──────── Excerpted records ────────

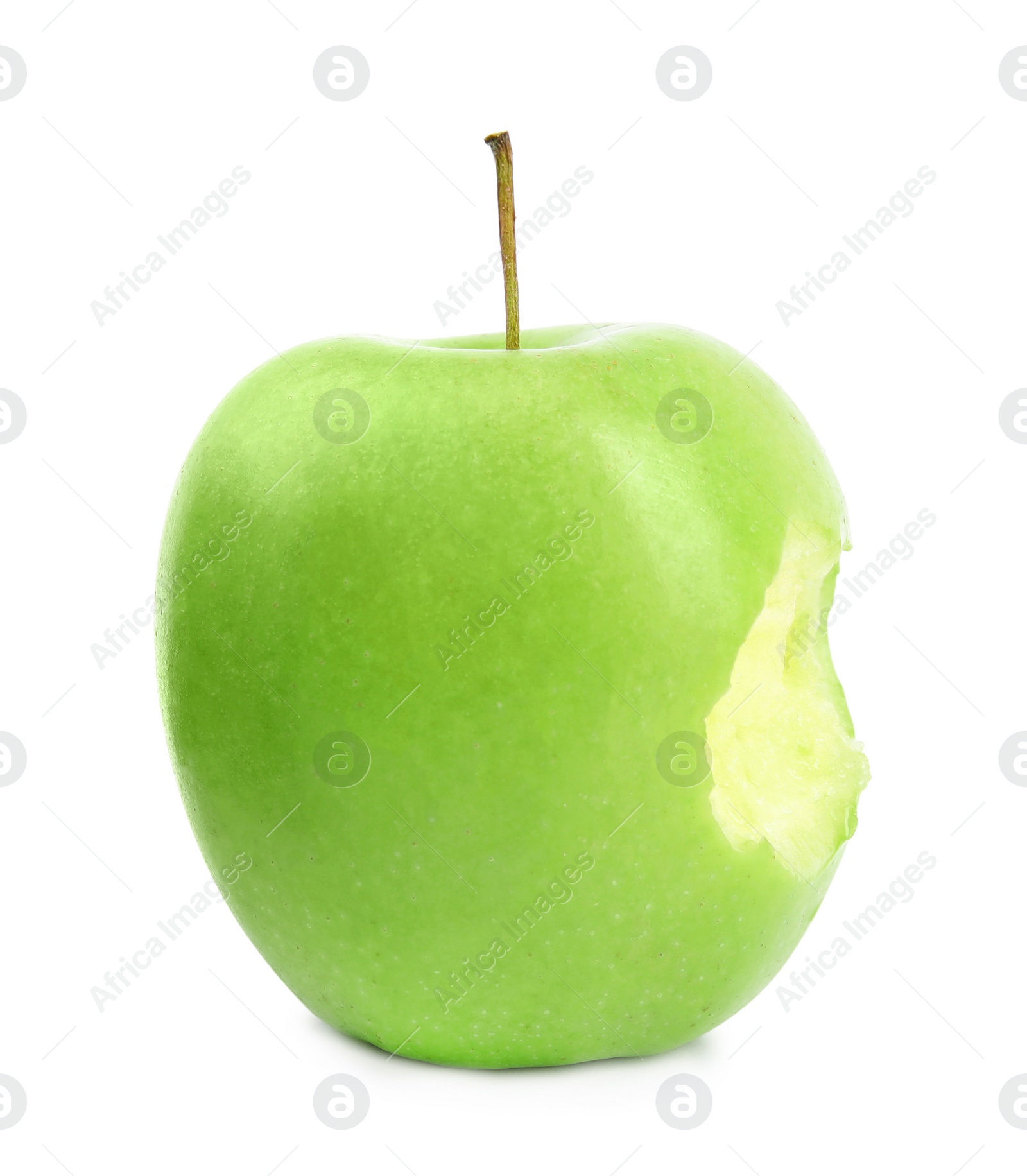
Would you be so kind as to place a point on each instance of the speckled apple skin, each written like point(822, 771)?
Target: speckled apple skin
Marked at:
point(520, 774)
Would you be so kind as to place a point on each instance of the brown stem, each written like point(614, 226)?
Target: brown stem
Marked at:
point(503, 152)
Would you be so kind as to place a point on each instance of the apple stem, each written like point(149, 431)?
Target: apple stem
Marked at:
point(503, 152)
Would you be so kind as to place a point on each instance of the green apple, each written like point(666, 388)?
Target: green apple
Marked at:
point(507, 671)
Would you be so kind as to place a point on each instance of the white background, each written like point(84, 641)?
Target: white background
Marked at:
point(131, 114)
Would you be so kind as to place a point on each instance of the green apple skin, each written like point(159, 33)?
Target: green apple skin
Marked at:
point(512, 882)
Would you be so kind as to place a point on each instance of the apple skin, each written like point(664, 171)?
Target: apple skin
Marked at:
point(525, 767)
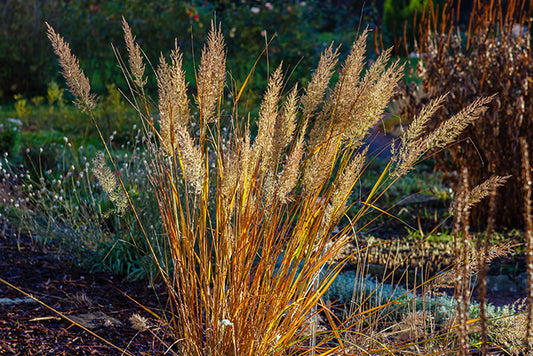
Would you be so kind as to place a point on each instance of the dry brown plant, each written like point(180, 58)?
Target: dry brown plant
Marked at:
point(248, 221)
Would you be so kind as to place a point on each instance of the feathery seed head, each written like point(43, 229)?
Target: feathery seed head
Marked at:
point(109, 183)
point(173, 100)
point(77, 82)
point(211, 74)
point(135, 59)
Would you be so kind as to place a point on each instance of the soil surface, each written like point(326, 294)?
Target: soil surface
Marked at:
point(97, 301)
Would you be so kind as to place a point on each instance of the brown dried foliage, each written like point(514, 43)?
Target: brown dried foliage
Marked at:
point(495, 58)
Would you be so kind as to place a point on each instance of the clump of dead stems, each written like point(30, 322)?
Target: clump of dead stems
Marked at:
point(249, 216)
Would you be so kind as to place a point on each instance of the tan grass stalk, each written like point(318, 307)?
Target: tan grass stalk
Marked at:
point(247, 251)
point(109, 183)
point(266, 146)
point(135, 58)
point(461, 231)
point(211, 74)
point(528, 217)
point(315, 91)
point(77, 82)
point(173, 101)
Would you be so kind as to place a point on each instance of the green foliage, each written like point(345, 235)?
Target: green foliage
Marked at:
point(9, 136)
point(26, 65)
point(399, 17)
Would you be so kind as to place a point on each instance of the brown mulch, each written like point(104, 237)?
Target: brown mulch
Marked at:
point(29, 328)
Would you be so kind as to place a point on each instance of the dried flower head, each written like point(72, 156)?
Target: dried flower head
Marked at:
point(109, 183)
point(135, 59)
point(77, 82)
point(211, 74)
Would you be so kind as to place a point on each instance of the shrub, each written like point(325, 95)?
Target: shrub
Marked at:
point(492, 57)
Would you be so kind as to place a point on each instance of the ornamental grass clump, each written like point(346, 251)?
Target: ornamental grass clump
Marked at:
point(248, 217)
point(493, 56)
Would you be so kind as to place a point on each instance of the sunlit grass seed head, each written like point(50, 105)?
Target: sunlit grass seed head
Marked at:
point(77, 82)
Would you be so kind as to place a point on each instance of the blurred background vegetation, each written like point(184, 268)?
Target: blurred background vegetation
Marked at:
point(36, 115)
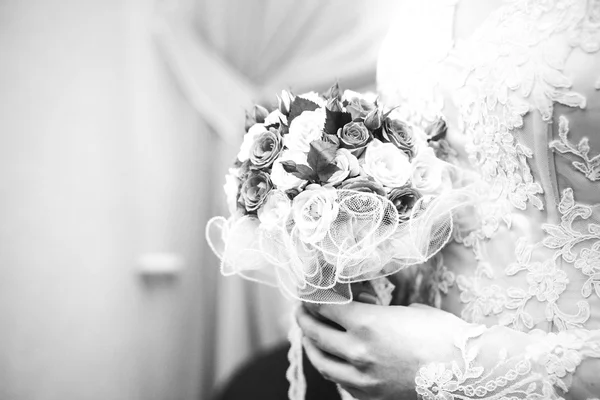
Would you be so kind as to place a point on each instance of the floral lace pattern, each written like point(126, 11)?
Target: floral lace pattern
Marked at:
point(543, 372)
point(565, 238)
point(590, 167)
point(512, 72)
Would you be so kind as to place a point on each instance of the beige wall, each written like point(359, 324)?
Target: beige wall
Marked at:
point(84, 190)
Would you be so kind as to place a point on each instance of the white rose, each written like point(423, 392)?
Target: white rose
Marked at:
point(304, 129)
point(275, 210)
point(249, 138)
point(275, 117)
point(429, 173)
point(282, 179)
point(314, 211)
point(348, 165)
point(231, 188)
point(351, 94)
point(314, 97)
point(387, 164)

────────

Copy the whole listing above word for word, leaving out the pictures.

# Written answer:
Would you be so kind as to place a point on each instance of the speckled apple skin, each written like point(822, 771)?
Target: speckled apple skin
Marked at:
point(520, 774)
Would you be so kind as to place a point on each instance of the brown stem, each written like point(614, 226)?
Target: brown stem
Marked at:
point(503, 152)
Would you be so kind as to place a point on each instance of the apple stem, each written like point(149, 431)?
Target: apple stem
Marked at:
point(503, 152)
Would you be so kind as to place a point on each instance of the green apple, each written like point(666, 388)?
Target: green apple
Marked at:
point(507, 671)
Would you be so kind as to place a point on each instance of the white background, each written like point(84, 641)?
Target: white background
Marked at:
point(131, 114)
Would you be so kind as to place a point on each instance of the green apple skin, each written like point(159, 33)?
Target: green apple skin
Marked at:
point(512, 882)
Would you be so kind as to place a point on each instance of the apple skin, each written like point(664, 171)?
Target: apple skin
Marked at:
point(525, 767)
Would you be so kind as to place a point on each instance of the dry brown plant, each written like point(180, 58)?
Target: dry brown plant
Marked at:
point(248, 221)
Would you be so kind as to place a point on each instance of the feathery seed head, each written like point(43, 229)?
Target: feathery seed head
Marked at:
point(109, 183)
point(173, 100)
point(77, 82)
point(211, 74)
point(135, 59)
Would you be so kind as to place a point on each instance of the soil surface, each written like point(326, 294)?
Target: soil surface
Marked at:
point(97, 301)
Would you be so kind as to place a point on each instance of the brown dried foliage, each written like point(514, 43)?
Target: brown dried foliage
Marked at:
point(495, 58)
Would you be so kind as to place a point on each instance of the clump of dead stems, each written like point(30, 322)?
Target: clump of dead stems
Marked at:
point(249, 216)
Would you be so kind as to place a point on each instance of the tan grass stalk, each written like point(318, 307)?
Target: tan grass stalk
Marked at:
point(247, 251)
point(109, 183)
point(266, 146)
point(135, 58)
point(461, 231)
point(211, 74)
point(528, 217)
point(315, 91)
point(77, 82)
point(173, 101)
Would you be so kind as to place a point on each instance of the green foliage, each written like point(345, 235)?
Target: green foliage
Marked at:
point(9, 136)
point(26, 65)
point(399, 17)
Would you be so kind as to place a point on each instance of the brown mulch, each written like point(104, 237)?
Target: brown mulch
Marked at:
point(29, 328)
Would you be so kind as to place a point on each instance of the dried flower head, each written like point(72, 156)?
Target: dried flower head
Marked at:
point(109, 183)
point(135, 59)
point(77, 82)
point(211, 74)
Would you be so kind as to place a point on each instance of the shrub, each written like point(325, 95)?
Target: shrub
Marked at:
point(492, 57)
Would you be so kind as to place a point on each instance of the ornamental grass clump, each written like point(346, 251)?
Target: ornamental grass clump
Marked at:
point(248, 217)
point(493, 56)
Would you be so kind as to place a point on each instance of the sunlit grass seed head, each written like point(50, 105)?
Target: sunlit grass seed head
Marked at:
point(77, 82)
Would you be so kind as to place a point on each instance of the blurred background vegetation, each written like point(184, 268)?
Target: blurred background vegetation
Marked at:
point(36, 115)
Would you be so kind as to place a point on each instance of the floral lace pattern, each written like point(126, 11)?
Target: floral lace pattern
Marked at:
point(543, 372)
point(565, 238)
point(590, 167)
point(512, 72)
Would you be so kind as to place a point on each instance of the beige wall, each written like point(359, 324)?
Target: beige wall
Marked at:
point(84, 190)
Would you be so kind as to place a point on each instance of the white rose, each written like point(423, 392)?
Target: white rose
Marked at:
point(304, 129)
point(275, 210)
point(249, 138)
point(275, 117)
point(429, 173)
point(282, 179)
point(314, 211)
point(348, 165)
point(231, 188)
point(351, 94)
point(314, 97)
point(387, 164)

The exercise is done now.